» EXERCISE AIM: Would you give the entries below again in full, exactly as they stand?

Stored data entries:
#####

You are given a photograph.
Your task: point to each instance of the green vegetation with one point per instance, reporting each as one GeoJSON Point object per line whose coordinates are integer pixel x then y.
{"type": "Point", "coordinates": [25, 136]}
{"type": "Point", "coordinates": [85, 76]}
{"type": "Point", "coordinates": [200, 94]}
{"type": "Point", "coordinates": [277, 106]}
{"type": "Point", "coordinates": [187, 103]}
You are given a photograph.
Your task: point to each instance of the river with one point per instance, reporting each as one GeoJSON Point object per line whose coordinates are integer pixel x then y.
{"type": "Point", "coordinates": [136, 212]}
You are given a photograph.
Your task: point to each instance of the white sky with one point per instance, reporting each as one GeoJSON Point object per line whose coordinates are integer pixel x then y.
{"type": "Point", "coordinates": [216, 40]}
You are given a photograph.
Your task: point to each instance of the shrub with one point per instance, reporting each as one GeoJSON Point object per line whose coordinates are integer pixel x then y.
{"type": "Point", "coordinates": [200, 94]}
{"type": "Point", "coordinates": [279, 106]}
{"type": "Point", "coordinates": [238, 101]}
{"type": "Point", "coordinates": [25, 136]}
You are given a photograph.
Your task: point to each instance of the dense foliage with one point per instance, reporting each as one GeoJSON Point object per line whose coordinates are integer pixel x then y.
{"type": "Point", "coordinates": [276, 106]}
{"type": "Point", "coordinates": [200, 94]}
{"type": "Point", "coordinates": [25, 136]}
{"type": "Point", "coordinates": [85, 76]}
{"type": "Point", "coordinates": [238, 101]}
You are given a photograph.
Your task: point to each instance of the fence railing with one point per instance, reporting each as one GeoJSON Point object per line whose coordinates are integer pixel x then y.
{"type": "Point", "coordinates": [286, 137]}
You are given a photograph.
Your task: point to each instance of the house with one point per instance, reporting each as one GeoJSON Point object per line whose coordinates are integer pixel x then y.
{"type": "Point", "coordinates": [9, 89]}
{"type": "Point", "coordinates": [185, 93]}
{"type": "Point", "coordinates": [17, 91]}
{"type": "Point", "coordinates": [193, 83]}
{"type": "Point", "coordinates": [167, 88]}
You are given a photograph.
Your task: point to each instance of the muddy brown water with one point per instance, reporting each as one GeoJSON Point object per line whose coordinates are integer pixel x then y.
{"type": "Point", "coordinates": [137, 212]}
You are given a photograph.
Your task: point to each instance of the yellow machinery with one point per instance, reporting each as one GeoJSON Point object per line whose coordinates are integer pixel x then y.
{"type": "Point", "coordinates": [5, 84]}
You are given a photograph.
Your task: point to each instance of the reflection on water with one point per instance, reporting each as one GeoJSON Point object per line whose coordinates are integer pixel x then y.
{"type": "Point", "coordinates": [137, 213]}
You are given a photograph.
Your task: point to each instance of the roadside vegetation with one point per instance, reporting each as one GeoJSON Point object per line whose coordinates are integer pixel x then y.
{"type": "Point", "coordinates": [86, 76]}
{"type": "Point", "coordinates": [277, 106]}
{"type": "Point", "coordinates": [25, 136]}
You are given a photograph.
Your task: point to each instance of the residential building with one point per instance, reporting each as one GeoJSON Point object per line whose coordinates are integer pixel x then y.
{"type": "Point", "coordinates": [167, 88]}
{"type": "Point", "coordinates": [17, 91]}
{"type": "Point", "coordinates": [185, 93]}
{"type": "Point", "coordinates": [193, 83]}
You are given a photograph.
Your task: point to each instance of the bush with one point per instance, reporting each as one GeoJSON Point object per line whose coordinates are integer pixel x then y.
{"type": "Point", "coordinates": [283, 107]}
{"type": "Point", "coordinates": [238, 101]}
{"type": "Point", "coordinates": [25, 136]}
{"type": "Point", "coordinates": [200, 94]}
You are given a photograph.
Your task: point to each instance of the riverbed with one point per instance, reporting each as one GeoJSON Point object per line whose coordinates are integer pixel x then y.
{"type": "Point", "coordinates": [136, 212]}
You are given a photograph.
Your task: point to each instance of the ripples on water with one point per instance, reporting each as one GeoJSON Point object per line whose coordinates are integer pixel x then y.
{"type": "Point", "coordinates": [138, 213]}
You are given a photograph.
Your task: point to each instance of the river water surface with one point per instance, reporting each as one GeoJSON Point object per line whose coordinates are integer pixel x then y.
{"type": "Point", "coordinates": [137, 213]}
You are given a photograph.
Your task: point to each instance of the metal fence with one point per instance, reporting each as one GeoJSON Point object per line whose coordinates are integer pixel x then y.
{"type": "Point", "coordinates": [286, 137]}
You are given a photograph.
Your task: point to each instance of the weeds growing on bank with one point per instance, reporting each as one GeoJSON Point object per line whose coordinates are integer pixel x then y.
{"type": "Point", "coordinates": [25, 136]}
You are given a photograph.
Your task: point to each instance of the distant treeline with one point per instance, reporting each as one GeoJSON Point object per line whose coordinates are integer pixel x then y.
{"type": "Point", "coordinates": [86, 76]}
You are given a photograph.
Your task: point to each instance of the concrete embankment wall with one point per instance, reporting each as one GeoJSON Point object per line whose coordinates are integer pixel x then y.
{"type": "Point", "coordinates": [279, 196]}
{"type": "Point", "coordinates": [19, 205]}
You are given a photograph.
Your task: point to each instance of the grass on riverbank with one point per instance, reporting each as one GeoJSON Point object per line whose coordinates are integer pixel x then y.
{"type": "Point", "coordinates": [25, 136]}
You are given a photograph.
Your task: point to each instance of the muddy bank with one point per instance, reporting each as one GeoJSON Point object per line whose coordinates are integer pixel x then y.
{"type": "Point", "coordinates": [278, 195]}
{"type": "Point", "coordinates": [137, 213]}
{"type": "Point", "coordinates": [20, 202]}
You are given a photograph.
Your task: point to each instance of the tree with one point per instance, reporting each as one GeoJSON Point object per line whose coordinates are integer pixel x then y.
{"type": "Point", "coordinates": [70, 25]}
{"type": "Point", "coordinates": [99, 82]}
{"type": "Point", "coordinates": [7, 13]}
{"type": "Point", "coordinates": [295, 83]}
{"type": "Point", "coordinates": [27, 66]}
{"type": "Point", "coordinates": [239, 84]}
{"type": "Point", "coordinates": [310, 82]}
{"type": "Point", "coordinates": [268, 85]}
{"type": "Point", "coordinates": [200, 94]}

#####

» THE ANSWER:
You are given a photograph.
Your task: point to each instance of the green vegetation with one point per instance, reporting each as one GeoJSON Point object per line whose coordinates are integer pixel x then y.
{"type": "Point", "coordinates": [25, 136]}
{"type": "Point", "coordinates": [85, 76]}
{"type": "Point", "coordinates": [200, 94]}
{"type": "Point", "coordinates": [277, 106]}
{"type": "Point", "coordinates": [187, 103]}
You are given a photograph.
Your task: point to each instance of the river with one point per instance, reporting each as one GeoJSON Point object per line whose coordinates are integer pixel x then y.
{"type": "Point", "coordinates": [136, 212]}
You are given a photograph.
Your task: point to each instance of the white sky with one point per instance, reporting each as one GeoJSON Point object per line whose coordinates are integer pixel x then y.
{"type": "Point", "coordinates": [216, 40]}
You are given a photograph.
Your task: point to each instance of the shrub with one point per instance, reporting each as one GeoJSON Point object per line whose coordinates are integer pixel x then y.
{"type": "Point", "coordinates": [200, 94]}
{"type": "Point", "coordinates": [279, 106]}
{"type": "Point", "coordinates": [238, 101]}
{"type": "Point", "coordinates": [25, 136]}
You are given a photograph.
Your task: point to each instance of the dense foliage with one point per instance, reporting each as one GeoJSON Point object per line whose coordinates are integer pixel x then y.
{"type": "Point", "coordinates": [276, 106]}
{"type": "Point", "coordinates": [200, 94]}
{"type": "Point", "coordinates": [25, 136]}
{"type": "Point", "coordinates": [85, 76]}
{"type": "Point", "coordinates": [238, 101]}
You are given a photograph.
Your task: point to each instance of the fence railing with one point per instance, reporting each as one GeoJSON Point object per line whose coordinates are integer pixel x then y.
{"type": "Point", "coordinates": [286, 137]}
You are given a photograph.
Your task: point to each instance of the house with one point per instance, reporting each as one GeoJSON Point object per line whose coordinates are integer pixel x then y.
{"type": "Point", "coordinates": [9, 89]}
{"type": "Point", "coordinates": [185, 93]}
{"type": "Point", "coordinates": [17, 91]}
{"type": "Point", "coordinates": [193, 83]}
{"type": "Point", "coordinates": [167, 88]}
You are given a photograph.
Your task: point to each instance of the muddy brown water with one point per instance, reporting each as one GeoJSON Point object per line whose coordinates are integer pixel x then y.
{"type": "Point", "coordinates": [137, 212]}
You are given a photograph.
Your task: point to each instance of the yellow machinery with one point per instance, reporting each as one GeoJSON Point object per line whose coordinates are integer pixel x then y.
{"type": "Point", "coordinates": [5, 84]}
You are given a photograph.
Your task: point to each instance of the reflection on water with one point per instance, reporting each as one GeoJSON Point object per line whose coordinates are integer pixel x then y.
{"type": "Point", "coordinates": [137, 213]}
You are given a photograph.
Your task: point to each instance of the roadside vegetation with one point per instance, reporting each as one GeoJSON Point object per line whose coordinates are integer pixel x then y.
{"type": "Point", "coordinates": [86, 76]}
{"type": "Point", "coordinates": [277, 106]}
{"type": "Point", "coordinates": [25, 136]}
You are given a photograph.
Your task: point to each instance of the residential building with one point per instance, reporting each as one GeoJSON Point object per line whose coordinates are integer pixel x then y.
{"type": "Point", "coordinates": [167, 88]}
{"type": "Point", "coordinates": [17, 91]}
{"type": "Point", "coordinates": [185, 93]}
{"type": "Point", "coordinates": [193, 83]}
You are given a photograph.
Your task: point to each instance of the bush with one point per instance, reporting each as one GeoJSON Point object per line whose coordinates are integer pixel x then y.
{"type": "Point", "coordinates": [283, 107]}
{"type": "Point", "coordinates": [238, 101]}
{"type": "Point", "coordinates": [25, 136]}
{"type": "Point", "coordinates": [200, 94]}
You are given a photograph.
Your task: point to each instance of the riverbed with one point per instance, reporting each as one GeoJSON Point object per line whose coordinates are integer pixel x then y.
{"type": "Point", "coordinates": [136, 212]}
You are given a photograph.
Your task: point to each instance of the ripples on water with one point per instance, reporting each as one GeoJSON Point object per line whose coordinates are integer pixel x then y.
{"type": "Point", "coordinates": [138, 213]}
You are given a photograph.
Your task: point to each instance of the river water surface with one point per instance, reporting each as one GeoJSON Point object per line whose coordinates are integer pixel x then y.
{"type": "Point", "coordinates": [137, 213]}
You are given a photograph.
Your task: point to each instance of the metal fence with one point per instance, reporting each as one GeoJSON Point object per line whose coordinates are integer pixel x then y.
{"type": "Point", "coordinates": [286, 137]}
You are given a photograph.
Your task: point to each instance of the weeds growing on bank with one point per instance, reporting each as one GeoJSON Point object per line whose coordinates are integer pixel x then y.
{"type": "Point", "coordinates": [25, 136]}
You are given a photograph.
Your task: point to each instance of the distant treeline with one point per instance, reporting each as one GeoJSON Point object per line whose coordinates are integer pixel x then y.
{"type": "Point", "coordinates": [86, 76]}
You are given a photograph.
Your task: point to each instance of the concrete embankment wall with one point per instance, reporting each as one GeoJSON Point object per line whose coordinates are integer pixel x then y.
{"type": "Point", "coordinates": [279, 196]}
{"type": "Point", "coordinates": [19, 205]}
You are given a photograph.
Your task: point to each instance of the grass on riverbank with one point per instance, reporting each as one GeoJSON Point object per line whose coordinates are integer pixel x then y.
{"type": "Point", "coordinates": [25, 136]}
You are given a photograph.
Your task: point to each instance of the muddy bank with one point per instance, reporting each as one GeoJSON Point object per line whose coordinates are integer pixel x then y.
{"type": "Point", "coordinates": [278, 195]}
{"type": "Point", "coordinates": [137, 213]}
{"type": "Point", "coordinates": [20, 202]}
You are given a photograph.
Your task: point to each instance of the tree with one point per instance, reporting each as one GeoJSON Point object per line whose coordinates are integer pixel x then y.
{"type": "Point", "coordinates": [70, 25]}
{"type": "Point", "coordinates": [99, 82]}
{"type": "Point", "coordinates": [7, 13]}
{"type": "Point", "coordinates": [295, 83]}
{"type": "Point", "coordinates": [27, 66]}
{"type": "Point", "coordinates": [239, 84]}
{"type": "Point", "coordinates": [310, 82]}
{"type": "Point", "coordinates": [268, 85]}
{"type": "Point", "coordinates": [200, 94]}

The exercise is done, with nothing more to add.